Reproduce every line of the items below verbatim, leaving out the pictures.

----- Entries -----

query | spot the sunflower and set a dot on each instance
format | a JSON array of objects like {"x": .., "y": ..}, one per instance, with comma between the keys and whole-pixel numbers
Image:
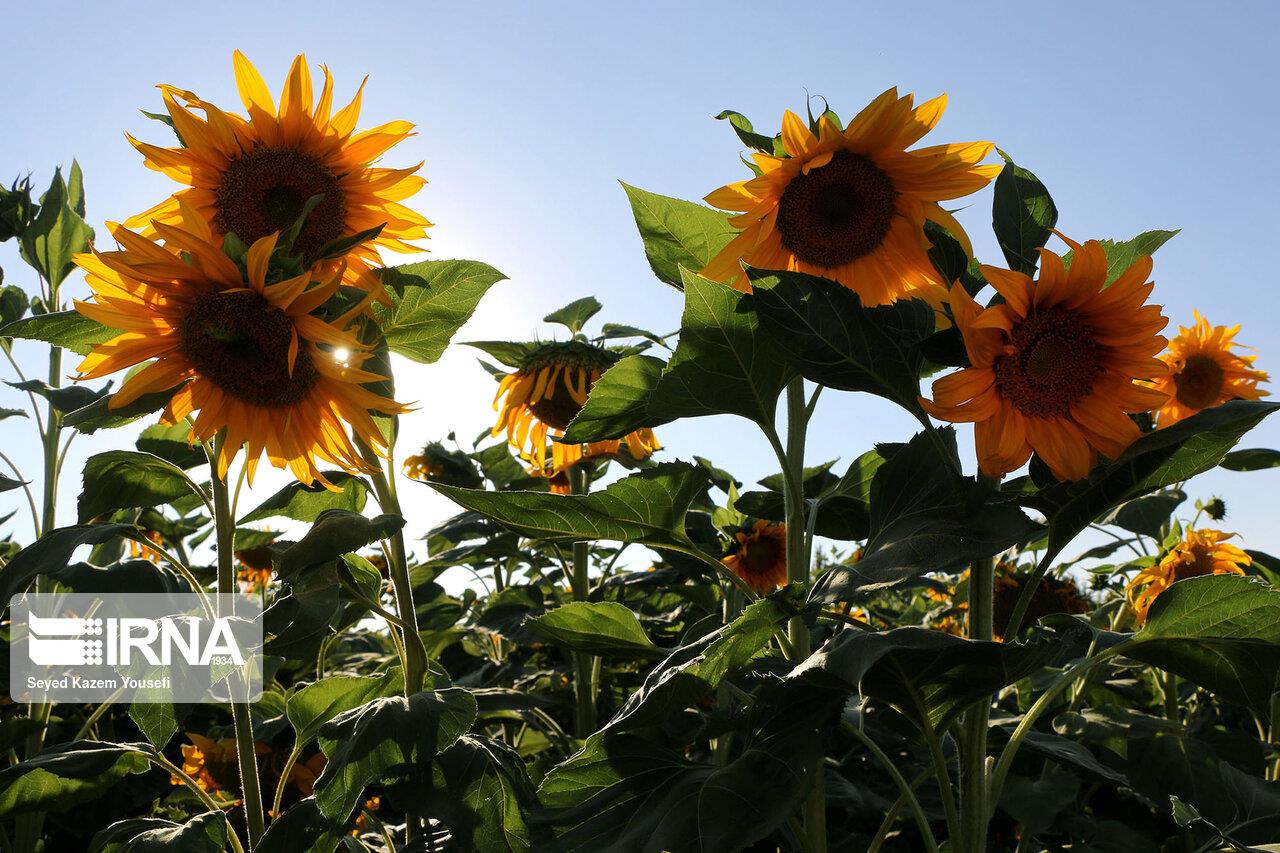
[
  {"x": 252, "y": 177},
  {"x": 545, "y": 393},
  {"x": 1205, "y": 372},
  {"x": 759, "y": 556},
  {"x": 850, "y": 205},
  {"x": 246, "y": 355},
  {"x": 1054, "y": 366},
  {"x": 1201, "y": 552}
]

-----

| Final answer |
query | spot the sunflower and set a dot on each instance
format | a JSON array of objects like {"x": .., "y": ..}, one per instance, with comma between the keys and whole-pixel numbers
Image:
[
  {"x": 252, "y": 177},
  {"x": 545, "y": 393},
  {"x": 1205, "y": 372},
  {"x": 759, "y": 556},
  {"x": 850, "y": 205},
  {"x": 246, "y": 355},
  {"x": 1054, "y": 366},
  {"x": 1201, "y": 552}
]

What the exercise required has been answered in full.